----- DATA FOR THIS EXERCISE

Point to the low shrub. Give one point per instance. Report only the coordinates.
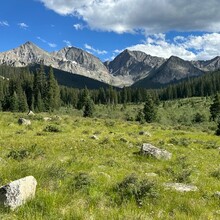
(52, 128)
(131, 188)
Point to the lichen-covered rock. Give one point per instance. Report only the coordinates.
(30, 113)
(18, 192)
(23, 121)
(149, 149)
(180, 187)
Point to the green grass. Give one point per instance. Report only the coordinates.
(84, 178)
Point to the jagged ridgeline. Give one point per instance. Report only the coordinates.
(129, 68)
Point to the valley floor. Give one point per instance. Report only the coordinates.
(89, 168)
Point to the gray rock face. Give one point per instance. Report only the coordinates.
(23, 121)
(174, 69)
(208, 65)
(75, 60)
(180, 187)
(18, 192)
(148, 149)
(69, 59)
(131, 66)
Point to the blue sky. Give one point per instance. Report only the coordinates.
(188, 29)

----------

Put the lines above into a numbered list, skipping any blank lines and leaving out the pictures.

1. Point to the low shrub. Give one point per instance. Report only the coordinates.
2. (52, 128)
3. (131, 188)
4. Point to the lichen-covered rock. Give one point per instance. Report only the coordinates.
5. (30, 113)
6. (18, 192)
7. (23, 121)
8. (149, 149)
9. (180, 187)
10. Point to the green grass. Give one point per instance. Report only the coordinates.
11. (84, 178)
12. Point to the jagged ridgeline. Give one point per instance. Report only the coordinates.
13. (129, 68)
14. Point to the valley floor. Give one point per instance. Report only the coordinates.
15. (89, 168)
16. Point to the gray rock face. Give one point per instance. Report only the coordinates.
17. (23, 121)
18. (174, 69)
19. (208, 65)
20. (75, 60)
21. (180, 187)
22. (18, 192)
23. (148, 149)
24. (69, 59)
25. (131, 66)
26. Point to the blue sky. Give one point per instance. Report only the coordinates.
27. (188, 29)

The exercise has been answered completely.